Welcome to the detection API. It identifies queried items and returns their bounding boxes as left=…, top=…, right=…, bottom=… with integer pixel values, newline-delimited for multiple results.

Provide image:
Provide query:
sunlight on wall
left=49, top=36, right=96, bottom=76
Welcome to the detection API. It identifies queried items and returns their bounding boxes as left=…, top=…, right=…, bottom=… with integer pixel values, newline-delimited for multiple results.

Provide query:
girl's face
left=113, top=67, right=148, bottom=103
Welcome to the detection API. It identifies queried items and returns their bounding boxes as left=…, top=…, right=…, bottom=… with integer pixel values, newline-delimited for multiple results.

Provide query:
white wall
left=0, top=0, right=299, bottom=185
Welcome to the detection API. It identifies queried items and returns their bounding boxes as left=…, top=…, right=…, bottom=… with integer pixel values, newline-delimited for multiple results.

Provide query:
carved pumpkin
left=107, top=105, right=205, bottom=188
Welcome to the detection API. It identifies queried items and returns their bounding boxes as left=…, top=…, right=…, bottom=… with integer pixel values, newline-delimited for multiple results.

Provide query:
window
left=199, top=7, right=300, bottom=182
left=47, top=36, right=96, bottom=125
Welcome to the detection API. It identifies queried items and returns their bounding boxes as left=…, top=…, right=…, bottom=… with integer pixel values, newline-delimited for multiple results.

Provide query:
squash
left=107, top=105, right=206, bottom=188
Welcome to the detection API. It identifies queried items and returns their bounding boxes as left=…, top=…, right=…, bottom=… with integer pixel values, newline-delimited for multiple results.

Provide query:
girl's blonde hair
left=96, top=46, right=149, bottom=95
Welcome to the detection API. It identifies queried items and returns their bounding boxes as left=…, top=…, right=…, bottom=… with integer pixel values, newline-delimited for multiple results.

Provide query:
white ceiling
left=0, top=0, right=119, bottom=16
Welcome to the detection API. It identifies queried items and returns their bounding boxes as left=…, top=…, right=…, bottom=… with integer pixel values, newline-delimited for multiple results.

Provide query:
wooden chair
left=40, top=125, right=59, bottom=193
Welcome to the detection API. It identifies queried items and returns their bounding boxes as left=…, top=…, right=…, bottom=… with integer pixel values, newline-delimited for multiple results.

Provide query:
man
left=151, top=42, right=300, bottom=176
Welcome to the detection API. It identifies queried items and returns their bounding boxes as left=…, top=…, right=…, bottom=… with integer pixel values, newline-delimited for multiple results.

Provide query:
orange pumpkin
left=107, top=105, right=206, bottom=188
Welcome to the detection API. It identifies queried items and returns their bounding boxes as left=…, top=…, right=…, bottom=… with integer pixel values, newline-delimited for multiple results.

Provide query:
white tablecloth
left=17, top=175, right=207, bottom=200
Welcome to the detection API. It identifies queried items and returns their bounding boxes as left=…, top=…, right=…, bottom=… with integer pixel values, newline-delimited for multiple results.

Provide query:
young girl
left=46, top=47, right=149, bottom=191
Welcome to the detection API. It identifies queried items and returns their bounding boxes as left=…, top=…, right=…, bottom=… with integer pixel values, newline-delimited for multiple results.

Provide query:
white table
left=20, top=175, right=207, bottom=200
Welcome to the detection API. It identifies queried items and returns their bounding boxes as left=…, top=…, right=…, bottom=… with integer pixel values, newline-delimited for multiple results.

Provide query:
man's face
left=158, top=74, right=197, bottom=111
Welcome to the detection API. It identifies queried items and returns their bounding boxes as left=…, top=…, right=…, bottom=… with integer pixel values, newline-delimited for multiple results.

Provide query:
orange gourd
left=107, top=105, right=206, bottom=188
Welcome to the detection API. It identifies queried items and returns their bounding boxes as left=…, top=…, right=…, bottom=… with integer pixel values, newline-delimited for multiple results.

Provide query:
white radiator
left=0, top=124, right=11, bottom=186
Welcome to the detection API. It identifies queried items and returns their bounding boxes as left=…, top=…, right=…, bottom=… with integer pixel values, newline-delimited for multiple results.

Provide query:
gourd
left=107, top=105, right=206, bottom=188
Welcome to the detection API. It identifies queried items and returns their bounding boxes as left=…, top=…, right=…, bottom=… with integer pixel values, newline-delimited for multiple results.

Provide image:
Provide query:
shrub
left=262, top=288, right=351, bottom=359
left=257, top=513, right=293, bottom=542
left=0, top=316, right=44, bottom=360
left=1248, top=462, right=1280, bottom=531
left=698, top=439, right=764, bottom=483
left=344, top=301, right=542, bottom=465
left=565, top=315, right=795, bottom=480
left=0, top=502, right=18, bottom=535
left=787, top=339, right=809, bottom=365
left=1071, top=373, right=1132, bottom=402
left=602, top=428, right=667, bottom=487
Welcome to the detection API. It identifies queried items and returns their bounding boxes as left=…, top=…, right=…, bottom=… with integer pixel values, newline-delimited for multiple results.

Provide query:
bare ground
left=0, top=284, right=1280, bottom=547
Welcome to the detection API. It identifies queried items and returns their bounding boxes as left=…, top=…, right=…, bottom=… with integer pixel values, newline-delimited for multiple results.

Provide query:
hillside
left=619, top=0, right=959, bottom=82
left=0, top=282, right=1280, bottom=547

# # # # #

Can you rewrite all the items above with every "detection API" changed to "object locator" and everything else left as it is?

■ Answer to this exercise:
Welcome to the object locator. It identifies queried items and returns their bounding boxes as left=…, top=…, right=…, bottom=… with integer pixel values, newline-delimited for multiple results.

Provide image:
Provide query:
sunlight on wall
left=49, top=36, right=96, bottom=76
Welcome to the object locator. It identifies queried items and returns their bounding boxes as left=…, top=…, right=…, bottom=… with integer pixel values, newline-delimited for multiple results.

Provide query:
girl's face
left=113, top=67, right=148, bottom=103
Welcome to the object locator. It identifies queried items and returns their bounding boxes as left=…, top=…, right=…, bottom=… with integer pixel values, newline-delimited for multiple results.

Provide query:
white wall
left=0, top=0, right=299, bottom=185
Welcome to the object locator. It identifies queried items and returns their bounding boxes as left=…, top=…, right=…, bottom=… with integer pixel values, newline-delimited for multiple results.

Provide query:
carved pumpkin
left=107, top=105, right=205, bottom=188
Welcome to the object locator. It identifies queried items and returns their bounding boxes as left=…, top=…, right=…, bottom=… with integer pixel values, newline-delimited for multiple results.

Provide query:
window
left=199, top=7, right=300, bottom=182
left=47, top=36, right=96, bottom=125
Welcome to the object locator. It identifies queried items and returns their bounding boxes as left=…, top=…, right=…, bottom=… with integer pixel values, newline-delimited for multiple results.

Provide query:
squash
left=107, top=105, right=206, bottom=188
Welcome to the object locator. It identifies queried items and returns their bounding boxes as left=…, top=…, right=…, bottom=… with integer pixel values, newline-delimited for multiple results.

Provide query:
girl's blonde hair
left=96, top=46, right=149, bottom=95
Welcome to the object locator. It identifies queried items and returns their bounding boxes as left=…, top=…, right=…, bottom=… with integer pixel values, newline-delimited for multiple results.

Provide query:
white ceiling
left=0, top=0, right=119, bottom=16
Welcome to the object locator. It identifies queried items and returns their bounding boxes as left=…, top=…, right=…, bottom=… with integer pixel values, newline-delimited for multiple results.

Provide query:
wooden chair
left=40, top=125, right=59, bottom=193
Welcome to the object locator. It identifies queried items and returns their bounding boxes as left=…, top=…, right=…, bottom=… with integer pixel values, newline-delimited for multiple results.

Provide query:
man
left=151, top=42, right=300, bottom=176
Welcome to the object locator. It identifies queried items and returns their bounding boxes as left=…, top=…, right=…, bottom=… with integer pixel values, newline-delimited for multiple results.

Provide query:
orange pumpkin
left=107, top=105, right=206, bottom=188
Welcome to the object locator. It identifies queried items and returns their bounding boxes as left=…, top=…, right=…, bottom=… with integer pixel values, newline-delimited for multiple results.

Provide query:
white tablecloth
left=17, top=175, right=207, bottom=200
Welcome to the object locator. It identifies queried items and returns their bounding boxes as left=…, top=…, right=…, bottom=… with integer pixel values, newline-delimited for multiple results.

Provide query:
young girl
left=46, top=47, right=149, bottom=191
Welcome to the object locator. It identifies queried items and returns their bounding boxes as left=…, top=…, right=…, bottom=… with integer pixel values, newline-delimited for multiple results.

Provide query:
white table
left=20, top=175, right=207, bottom=200
Welcome to the object locator. It identifies queried items and returns their bounding boxes as left=…, top=…, right=…, bottom=… with integer pixel values, newline-delimited for multiple results.

Provide query:
man's face
left=158, top=74, right=197, bottom=111
Welcome to the object locator. It identifies queried items and returns their bounding boxes as left=…, top=…, right=…, bottom=… with integer pixel values, newline-delimited for multiple results.

Provide query:
orange gourd
left=107, top=105, right=206, bottom=188
Welcome to the object locator. It identifies queried items and returns their bounding boxes as left=…, top=…, right=…, bottom=… with integer pixel values, newline-delimited for multiple results.

Provide query:
white radiator
left=0, top=124, right=11, bottom=186
Welcome to the object locator. It identifies queried items and returns their bounding boxes as left=…, top=…, right=…, bottom=… with integer pixel values, newline-delimited for multiple results.

Provide query:
gourd
left=107, top=105, right=206, bottom=188
Welcome to the object locator. It identifies queried items and returns their bounding boxes as left=…, top=…, right=…, bottom=… with integer pixel values, newline-delimited for multiple results.

Provide image:
Provide query:
shrub
left=262, top=288, right=351, bottom=359
left=257, top=513, right=293, bottom=542
left=0, top=316, right=44, bottom=360
left=1248, top=462, right=1280, bottom=531
left=698, top=439, right=764, bottom=483
left=344, top=301, right=542, bottom=465
left=565, top=315, right=795, bottom=480
left=0, top=502, right=18, bottom=535
left=787, top=339, right=809, bottom=365
left=1071, top=373, right=1132, bottom=402
left=602, top=428, right=667, bottom=487
Welcome to the object locator. It identifies queried items and returns their bounding boxes as left=…, top=…, right=…, bottom=… with integer pixel values, newline-delimited for multiple results.

Provide query:
bare ground
left=0, top=284, right=1280, bottom=547
Welcome to the object locator. It identifies queried items and returns their bounding boxes as left=…, top=…, right=…, bottom=… with integer pixel values, newline-delimited for multiple results.

Provide query:
hillside
left=619, top=0, right=959, bottom=82
left=0, top=282, right=1280, bottom=547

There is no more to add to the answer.